▸ TASK DATA:
=======

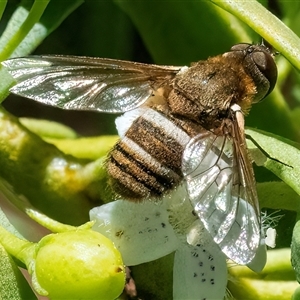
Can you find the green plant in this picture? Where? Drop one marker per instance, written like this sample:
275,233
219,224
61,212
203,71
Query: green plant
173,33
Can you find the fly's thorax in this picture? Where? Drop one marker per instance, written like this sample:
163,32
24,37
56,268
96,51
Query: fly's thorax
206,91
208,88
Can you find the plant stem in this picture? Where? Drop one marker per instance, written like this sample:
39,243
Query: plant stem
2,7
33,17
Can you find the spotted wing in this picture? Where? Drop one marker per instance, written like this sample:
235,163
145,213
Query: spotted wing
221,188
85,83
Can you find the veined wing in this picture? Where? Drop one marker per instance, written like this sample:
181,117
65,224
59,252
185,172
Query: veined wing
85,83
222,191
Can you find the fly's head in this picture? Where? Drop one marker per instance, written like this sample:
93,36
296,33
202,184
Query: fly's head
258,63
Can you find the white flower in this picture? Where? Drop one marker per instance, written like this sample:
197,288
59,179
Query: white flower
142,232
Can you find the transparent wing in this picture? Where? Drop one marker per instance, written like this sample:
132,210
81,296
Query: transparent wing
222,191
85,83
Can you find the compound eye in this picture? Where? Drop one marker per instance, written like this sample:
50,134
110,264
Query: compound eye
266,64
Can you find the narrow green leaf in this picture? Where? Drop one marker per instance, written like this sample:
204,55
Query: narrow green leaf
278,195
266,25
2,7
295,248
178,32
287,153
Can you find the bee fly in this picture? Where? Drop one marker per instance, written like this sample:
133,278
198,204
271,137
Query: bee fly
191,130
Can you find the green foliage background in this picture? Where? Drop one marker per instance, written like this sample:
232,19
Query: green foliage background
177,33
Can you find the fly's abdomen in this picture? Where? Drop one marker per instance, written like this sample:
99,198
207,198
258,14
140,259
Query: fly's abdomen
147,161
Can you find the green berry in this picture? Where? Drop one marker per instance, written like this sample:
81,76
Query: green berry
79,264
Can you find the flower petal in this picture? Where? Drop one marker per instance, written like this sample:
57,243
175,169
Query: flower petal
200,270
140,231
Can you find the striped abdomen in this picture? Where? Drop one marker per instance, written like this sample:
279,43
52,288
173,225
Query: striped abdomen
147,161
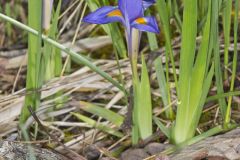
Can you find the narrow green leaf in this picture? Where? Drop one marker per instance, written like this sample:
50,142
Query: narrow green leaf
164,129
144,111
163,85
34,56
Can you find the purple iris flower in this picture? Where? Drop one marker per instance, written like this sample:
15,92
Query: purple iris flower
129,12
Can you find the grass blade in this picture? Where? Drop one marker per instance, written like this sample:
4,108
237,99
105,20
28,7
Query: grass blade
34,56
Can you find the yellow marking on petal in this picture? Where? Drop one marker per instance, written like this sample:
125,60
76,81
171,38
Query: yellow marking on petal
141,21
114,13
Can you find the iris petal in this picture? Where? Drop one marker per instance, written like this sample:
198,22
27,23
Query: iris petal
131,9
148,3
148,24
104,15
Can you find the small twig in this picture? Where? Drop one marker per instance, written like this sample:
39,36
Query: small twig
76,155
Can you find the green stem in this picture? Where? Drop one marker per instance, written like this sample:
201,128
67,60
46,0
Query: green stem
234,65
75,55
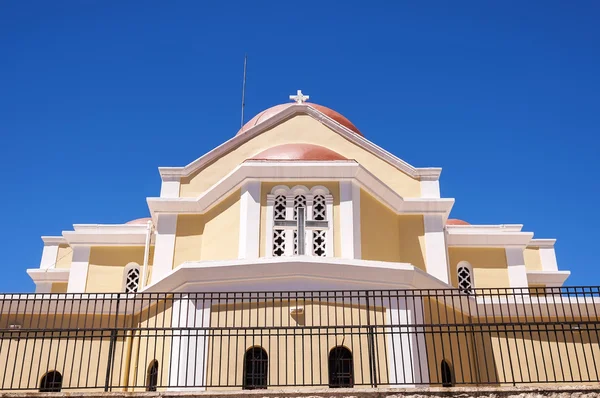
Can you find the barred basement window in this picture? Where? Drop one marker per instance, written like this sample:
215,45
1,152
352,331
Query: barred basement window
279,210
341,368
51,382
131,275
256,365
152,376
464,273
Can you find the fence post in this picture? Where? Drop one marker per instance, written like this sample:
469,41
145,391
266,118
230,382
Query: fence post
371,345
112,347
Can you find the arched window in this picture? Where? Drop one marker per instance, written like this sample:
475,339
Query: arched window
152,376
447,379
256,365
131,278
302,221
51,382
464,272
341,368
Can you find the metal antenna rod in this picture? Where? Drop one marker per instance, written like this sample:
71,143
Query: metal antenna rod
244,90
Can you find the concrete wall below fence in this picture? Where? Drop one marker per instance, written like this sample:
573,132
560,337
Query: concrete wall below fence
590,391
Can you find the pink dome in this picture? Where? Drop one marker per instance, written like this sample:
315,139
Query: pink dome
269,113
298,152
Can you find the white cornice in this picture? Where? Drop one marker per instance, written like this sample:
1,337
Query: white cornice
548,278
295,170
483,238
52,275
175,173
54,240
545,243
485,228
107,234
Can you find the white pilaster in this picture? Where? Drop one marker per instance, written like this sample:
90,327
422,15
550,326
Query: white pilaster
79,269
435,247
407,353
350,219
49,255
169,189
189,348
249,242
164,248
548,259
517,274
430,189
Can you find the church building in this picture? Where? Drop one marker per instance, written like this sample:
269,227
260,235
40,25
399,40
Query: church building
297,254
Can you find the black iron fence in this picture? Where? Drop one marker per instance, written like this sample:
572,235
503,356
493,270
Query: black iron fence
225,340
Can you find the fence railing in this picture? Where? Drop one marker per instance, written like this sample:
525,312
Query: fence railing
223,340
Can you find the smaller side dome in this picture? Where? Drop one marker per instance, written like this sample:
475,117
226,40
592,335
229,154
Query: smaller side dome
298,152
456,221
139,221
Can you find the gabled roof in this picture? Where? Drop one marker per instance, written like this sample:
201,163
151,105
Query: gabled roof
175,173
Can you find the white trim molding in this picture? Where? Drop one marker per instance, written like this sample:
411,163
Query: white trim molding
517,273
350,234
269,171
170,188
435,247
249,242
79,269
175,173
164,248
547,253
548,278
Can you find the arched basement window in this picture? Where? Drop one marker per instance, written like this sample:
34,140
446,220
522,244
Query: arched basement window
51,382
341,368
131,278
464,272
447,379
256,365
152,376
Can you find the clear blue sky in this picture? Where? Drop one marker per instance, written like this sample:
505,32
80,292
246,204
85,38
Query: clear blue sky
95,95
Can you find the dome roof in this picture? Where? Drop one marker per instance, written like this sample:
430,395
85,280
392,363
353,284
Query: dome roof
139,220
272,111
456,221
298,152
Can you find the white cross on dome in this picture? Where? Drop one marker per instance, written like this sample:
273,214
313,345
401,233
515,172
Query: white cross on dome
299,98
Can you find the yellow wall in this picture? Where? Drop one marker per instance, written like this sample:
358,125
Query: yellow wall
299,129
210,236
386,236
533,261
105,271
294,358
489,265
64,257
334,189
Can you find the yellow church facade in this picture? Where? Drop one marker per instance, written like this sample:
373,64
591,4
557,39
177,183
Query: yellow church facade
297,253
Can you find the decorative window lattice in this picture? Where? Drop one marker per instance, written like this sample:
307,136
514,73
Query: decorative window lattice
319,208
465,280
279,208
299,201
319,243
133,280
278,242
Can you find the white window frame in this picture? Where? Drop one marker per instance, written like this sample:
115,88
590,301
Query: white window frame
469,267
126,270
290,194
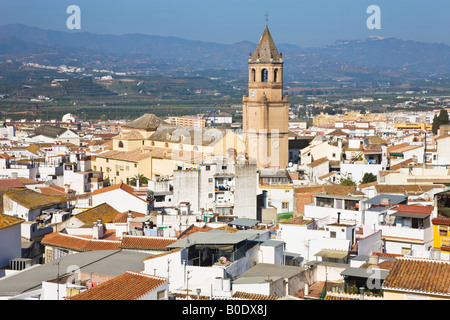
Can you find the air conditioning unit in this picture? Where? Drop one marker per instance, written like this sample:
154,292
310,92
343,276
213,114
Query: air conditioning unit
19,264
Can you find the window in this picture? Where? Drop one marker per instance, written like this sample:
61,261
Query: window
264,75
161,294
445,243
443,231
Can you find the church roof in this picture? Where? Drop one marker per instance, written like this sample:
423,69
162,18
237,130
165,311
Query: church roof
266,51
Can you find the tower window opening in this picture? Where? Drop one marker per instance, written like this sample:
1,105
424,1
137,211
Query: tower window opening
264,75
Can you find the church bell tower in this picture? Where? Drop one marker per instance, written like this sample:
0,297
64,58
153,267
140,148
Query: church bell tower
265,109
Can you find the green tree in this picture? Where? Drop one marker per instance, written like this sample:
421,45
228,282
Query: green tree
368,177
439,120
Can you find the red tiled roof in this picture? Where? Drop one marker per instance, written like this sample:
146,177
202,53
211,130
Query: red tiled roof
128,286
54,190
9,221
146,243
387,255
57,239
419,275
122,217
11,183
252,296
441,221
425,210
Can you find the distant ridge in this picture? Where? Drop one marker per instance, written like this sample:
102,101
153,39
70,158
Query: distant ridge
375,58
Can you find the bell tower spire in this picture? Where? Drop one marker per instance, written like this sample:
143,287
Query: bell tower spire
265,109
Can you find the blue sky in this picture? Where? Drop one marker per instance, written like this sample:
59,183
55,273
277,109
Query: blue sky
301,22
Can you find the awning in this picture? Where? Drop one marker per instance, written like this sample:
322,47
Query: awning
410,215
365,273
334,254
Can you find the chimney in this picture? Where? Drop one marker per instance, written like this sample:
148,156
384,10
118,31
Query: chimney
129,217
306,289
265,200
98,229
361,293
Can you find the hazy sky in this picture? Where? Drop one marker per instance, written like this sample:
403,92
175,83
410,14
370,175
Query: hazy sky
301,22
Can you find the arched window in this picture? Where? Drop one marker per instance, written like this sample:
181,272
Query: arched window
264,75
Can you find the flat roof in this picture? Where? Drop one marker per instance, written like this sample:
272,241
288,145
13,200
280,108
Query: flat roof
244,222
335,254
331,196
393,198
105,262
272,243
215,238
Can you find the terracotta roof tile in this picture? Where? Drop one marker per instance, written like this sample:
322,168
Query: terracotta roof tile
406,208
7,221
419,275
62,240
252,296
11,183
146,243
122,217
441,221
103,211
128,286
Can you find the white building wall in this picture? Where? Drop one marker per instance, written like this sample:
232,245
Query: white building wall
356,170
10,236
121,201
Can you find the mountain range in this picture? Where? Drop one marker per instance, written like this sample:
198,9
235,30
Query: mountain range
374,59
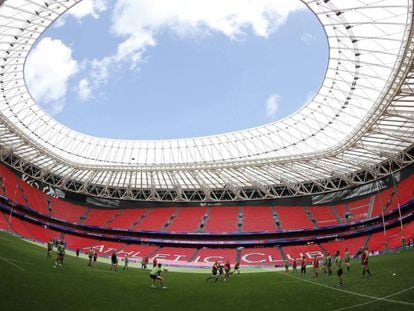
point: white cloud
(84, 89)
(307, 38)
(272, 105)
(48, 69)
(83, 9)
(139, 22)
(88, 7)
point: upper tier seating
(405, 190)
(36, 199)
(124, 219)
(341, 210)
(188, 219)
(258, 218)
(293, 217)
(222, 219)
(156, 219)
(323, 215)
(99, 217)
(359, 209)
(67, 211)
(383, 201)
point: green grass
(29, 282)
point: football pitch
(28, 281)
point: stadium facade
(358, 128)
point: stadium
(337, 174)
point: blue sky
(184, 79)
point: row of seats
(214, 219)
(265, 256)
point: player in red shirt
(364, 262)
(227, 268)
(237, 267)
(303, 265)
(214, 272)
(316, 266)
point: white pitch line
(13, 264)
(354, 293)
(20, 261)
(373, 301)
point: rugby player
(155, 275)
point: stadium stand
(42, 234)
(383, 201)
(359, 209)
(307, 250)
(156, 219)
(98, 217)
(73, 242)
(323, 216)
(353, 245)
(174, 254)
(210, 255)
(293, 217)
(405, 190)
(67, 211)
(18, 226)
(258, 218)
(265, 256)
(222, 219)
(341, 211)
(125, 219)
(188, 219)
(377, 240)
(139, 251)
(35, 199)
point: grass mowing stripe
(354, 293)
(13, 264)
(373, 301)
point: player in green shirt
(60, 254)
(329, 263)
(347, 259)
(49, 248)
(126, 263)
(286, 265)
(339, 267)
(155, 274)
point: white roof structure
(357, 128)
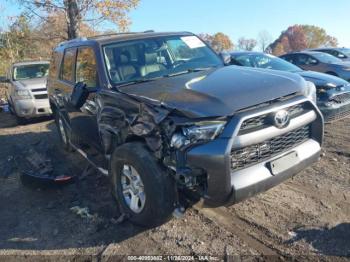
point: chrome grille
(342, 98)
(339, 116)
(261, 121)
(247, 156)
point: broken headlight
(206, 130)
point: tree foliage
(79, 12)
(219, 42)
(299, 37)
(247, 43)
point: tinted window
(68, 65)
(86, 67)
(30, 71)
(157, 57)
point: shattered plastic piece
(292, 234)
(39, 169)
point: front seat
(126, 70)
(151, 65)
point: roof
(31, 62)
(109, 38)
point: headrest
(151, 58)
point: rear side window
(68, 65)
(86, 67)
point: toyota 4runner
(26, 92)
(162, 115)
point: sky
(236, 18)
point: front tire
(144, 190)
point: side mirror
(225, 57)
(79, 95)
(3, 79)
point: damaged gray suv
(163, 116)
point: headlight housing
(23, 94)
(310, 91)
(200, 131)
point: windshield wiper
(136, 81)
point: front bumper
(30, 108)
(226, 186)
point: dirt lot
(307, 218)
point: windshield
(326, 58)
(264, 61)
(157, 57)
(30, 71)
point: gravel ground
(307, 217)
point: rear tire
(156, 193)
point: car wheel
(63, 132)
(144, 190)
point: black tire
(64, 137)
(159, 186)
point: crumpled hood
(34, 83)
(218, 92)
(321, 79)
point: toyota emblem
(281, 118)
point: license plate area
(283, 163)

=======

▸ PROBLEM STATEMENT:
A verbatim copy of the lines from the one with "point: car wheel" to the end of the listing is the whole answer.

▸ EXERCISE ANSWER:
point: car wheel
(63, 132)
(144, 190)
point: black tire
(64, 137)
(159, 186)
point: crumpled hood
(34, 83)
(218, 92)
(321, 79)
point: toyota emblem
(281, 118)
point: license plate area
(283, 163)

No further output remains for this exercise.